** start **
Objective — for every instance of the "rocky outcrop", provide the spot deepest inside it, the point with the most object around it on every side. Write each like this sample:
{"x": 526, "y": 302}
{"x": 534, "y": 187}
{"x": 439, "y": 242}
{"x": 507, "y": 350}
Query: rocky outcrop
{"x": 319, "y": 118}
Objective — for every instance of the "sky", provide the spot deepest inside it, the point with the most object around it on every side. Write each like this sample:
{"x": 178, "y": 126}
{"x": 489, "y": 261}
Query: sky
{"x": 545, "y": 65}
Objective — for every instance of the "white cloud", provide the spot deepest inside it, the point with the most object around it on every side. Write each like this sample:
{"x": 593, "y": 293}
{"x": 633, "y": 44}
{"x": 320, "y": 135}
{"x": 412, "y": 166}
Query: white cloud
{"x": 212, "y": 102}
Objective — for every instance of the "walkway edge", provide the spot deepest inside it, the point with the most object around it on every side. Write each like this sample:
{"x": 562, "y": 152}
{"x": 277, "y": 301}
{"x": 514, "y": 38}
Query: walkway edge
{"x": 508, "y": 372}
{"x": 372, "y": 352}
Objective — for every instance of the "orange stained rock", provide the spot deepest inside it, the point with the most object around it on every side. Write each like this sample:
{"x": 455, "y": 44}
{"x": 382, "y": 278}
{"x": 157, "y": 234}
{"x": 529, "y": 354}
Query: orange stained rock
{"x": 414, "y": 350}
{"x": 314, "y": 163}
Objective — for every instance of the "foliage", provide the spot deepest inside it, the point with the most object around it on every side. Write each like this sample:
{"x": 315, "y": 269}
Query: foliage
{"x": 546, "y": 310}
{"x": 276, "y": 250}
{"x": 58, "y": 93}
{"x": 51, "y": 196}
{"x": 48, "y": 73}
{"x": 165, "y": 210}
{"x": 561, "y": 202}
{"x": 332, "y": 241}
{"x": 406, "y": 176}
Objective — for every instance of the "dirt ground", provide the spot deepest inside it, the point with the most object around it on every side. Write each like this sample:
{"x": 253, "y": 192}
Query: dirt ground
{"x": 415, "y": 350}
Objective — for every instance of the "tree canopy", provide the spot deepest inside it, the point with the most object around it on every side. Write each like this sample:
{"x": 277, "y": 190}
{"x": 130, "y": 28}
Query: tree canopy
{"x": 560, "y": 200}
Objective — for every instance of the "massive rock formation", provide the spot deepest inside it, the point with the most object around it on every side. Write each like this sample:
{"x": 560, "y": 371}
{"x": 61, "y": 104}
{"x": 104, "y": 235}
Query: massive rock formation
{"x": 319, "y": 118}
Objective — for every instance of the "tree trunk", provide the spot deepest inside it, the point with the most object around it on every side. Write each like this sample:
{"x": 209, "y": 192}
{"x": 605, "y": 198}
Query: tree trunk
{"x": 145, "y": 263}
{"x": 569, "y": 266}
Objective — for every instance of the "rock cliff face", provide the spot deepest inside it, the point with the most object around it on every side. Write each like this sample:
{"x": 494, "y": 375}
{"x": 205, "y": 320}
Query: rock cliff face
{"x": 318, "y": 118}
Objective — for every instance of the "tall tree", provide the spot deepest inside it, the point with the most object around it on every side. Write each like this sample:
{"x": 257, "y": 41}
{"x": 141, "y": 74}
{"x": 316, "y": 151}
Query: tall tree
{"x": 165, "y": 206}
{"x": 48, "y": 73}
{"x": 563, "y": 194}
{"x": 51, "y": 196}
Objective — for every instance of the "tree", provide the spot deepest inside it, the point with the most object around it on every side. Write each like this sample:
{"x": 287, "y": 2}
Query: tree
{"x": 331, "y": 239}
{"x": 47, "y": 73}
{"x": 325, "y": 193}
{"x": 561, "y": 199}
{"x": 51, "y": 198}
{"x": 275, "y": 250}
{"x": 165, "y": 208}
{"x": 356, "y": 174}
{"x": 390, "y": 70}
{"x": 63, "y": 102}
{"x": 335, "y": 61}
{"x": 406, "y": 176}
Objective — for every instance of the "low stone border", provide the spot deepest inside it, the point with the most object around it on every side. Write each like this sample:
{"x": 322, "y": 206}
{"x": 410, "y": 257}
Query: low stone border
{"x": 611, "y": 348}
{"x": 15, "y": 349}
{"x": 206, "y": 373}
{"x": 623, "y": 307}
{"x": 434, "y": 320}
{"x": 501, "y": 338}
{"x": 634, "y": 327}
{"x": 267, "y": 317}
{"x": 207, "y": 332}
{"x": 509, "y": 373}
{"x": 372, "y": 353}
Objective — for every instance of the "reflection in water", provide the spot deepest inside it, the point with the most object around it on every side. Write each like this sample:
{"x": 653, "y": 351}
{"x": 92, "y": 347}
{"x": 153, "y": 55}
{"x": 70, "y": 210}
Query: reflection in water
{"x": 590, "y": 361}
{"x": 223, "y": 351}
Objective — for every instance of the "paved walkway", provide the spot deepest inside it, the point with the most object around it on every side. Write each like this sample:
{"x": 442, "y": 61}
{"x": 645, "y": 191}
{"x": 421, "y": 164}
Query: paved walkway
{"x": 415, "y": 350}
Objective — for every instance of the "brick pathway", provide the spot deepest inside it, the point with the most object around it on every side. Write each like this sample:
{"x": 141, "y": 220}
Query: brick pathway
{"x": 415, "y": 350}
** end **
_SHORT EXERCISE_
Would you restate each of the entries word for word?

_OUTPUT OF THE EXERCISE_
Objective — for every instance of the "rocky outcrop", provide the spot deepest inside it, the point with the most object around it on every side. Write each like this sample:
{"x": 526, "y": 302}
{"x": 534, "y": 187}
{"x": 439, "y": 242}
{"x": 507, "y": 350}
Query: rocky outcrop
{"x": 319, "y": 118}
Objective — for every instance of the "sky", provide the spot deepest inside it, the point with the most object around it on every side. Write each like this sample:
{"x": 178, "y": 126}
{"x": 489, "y": 261}
Query: sky
{"x": 545, "y": 65}
Objective — for every instance of the "white cloud", provide the spot deepest inside it, the point with the most object around it on every side. Write each like this sample:
{"x": 593, "y": 293}
{"x": 633, "y": 44}
{"x": 320, "y": 135}
{"x": 412, "y": 166}
Query: white cloud
{"x": 212, "y": 102}
Objective — for every instance of the "walkway edge", provide the spot deepest inside it, the point with the most object around it on every side. Write each like this sample:
{"x": 562, "y": 152}
{"x": 277, "y": 301}
{"x": 514, "y": 38}
Query: walkway edge
{"x": 508, "y": 372}
{"x": 372, "y": 352}
Objective — for every instance of the "orange stained rock", provide the spot deepest inside it, the point with the most object around it on every side. Write each like this sample:
{"x": 455, "y": 44}
{"x": 382, "y": 278}
{"x": 157, "y": 234}
{"x": 529, "y": 354}
Query: orange stained rock
{"x": 414, "y": 350}
{"x": 314, "y": 163}
Objective — for every instance of the "foliage", provide the spot deepest inside it, the point with the most object around it on every side. Write each like this sample:
{"x": 315, "y": 269}
Query: foliage
{"x": 546, "y": 310}
{"x": 276, "y": 250}
{"x": 58, "y": 93}
{"x": 51, "y": 196}
{"x": 48, "y": 73}
{"x": 165, "y": 210}
{"x": 561, "y": 202}
{"x": 332, "y": 241}
{"x": 406, "y": 176}
Objective — for every instance of the "dirt ground", provide the spot deepest inside it, the point with the most object around it on every side. Write each like this sample:
{"x": 253, "y": 192}
Query: dirt ground
{"x": 415, "y": 350}
Objective — for every instance of the "tree canopy", provide the spot deepest inside it, the point with the most object around it on every side. Write each like this sample:
{"x": 277, "y": 190}
{"x": 130, "y": 28}
Query: tree canopy
{"x": 560, "y": 200}
Objective — for every instance of the "massive rock formation", provide the spot deepest inside it, the point with the most object around it on every side. Write each like this sample:
{"x": 560, "y": 371}
{"x": 61, "y": 104}
{"x": 104, "y": 235}
Query: massive rock formation
{"x": 319, "y": 118}
Objective — for every instance of the "tree trunk", provide the spot deepest inside it, the point with the most object around it on every side. Write each like this sample:
{"x": 209, "y": 192}
{"x": 605, "y": 198}
Query: tree trunk
{"x": 145, "y": 263}
{"x": 569, "y": 266}
Objective — for every instance of the "rock cliff face", provide the spot deepest inside it, the point with the most object around it on every side. Write each like this sample:
{"x": 494, "y": 375}
{"x": 205, "y": 320}
Query: rock cliff face
{"x": 318, "y": 118}
Objective — for every instance of the "tall tree", provide the spot deepest inside it, the point with the most object around it on every side. Write each like this sample:
{"x": 257, "y": 41}
{"x": 141, "y": 74}
{"x": 316, "y": 151}
Query: tall tree
{"x": 165, "y": 206}
{"x": 48, "y": 73}
{"x": 563, "y": 194}
{"x": 51, "y": 196}
Objective — for every instance of the "tree", provide the spot deepest inside it, the point with the most object around it on every side. Write each like this sample:
{"x": 287, "y": 2}
Query: tree
{"x": 331, "y": 239}
{"x": 47, "y": 73}
{"x": 325, "y": 193}
{"x": 561, "y": 199}
{"x": 51, "y": 198}
{"x": 275, "y": 250}
{"x": 165, "y": 208}
{"x": 356, "y": 174}
{"x": 390, "y": 70}
{"x": 63, "y": 102}
{"x": 335, "y": 61}
{"x": 406, "y": 176}
Objective — for every instance of the "low stone border", provide the spot deepest inside it, the point with the most object around it on every side. Write each like this sample:
{"x": 322, "y": 206}
{"x": 410, "y": 257}
Query: low stone border
{"x": 611, "y": 348}
{"x": 15, "y": 349}
{"x": 206, "y": 373}
{"x": 623, "y": 307}
{"x": 434, "y": 320}
{"x": 501, "y": 338}
{"x": 634, "y": 327}
{"x": 267, "y": 317}
{"x": 207, "y": 332}
{"x": 509, "y": 373}
{"x": 372, "y": 353}
Objective — for every instance of the "reflection in water", provide the spot deepest inside it, the point with the most object around it on every side. Write each like this sample:
{"x": 653, "y": 351}
{"x": 92, "y": 347}
{"x": 153, "y": 55}
{"x": 70, "y": 210}
Query: reflection in water
{"x": 590, "y": 361}
{"x": 223, "y": 351}
Objective — for every instance of the "paved walkway", provide the spot deepest inside it, the point with the most object around it on every side. Write each like this sample:
{"x": 442, "y": 61}
{"x": 645, "y": 191}
{"x": 421, "y": 164}
Query: paved walkway
{"x": 415, "y": 350}
Objective — for every instance of the "brick pathway", provide the spot deepest inside it, the point with the most object around it on every side. Write each like this sample:
{"x": 141, "y": 220}
Query: brick pathway
{"x": 415, "y": 350}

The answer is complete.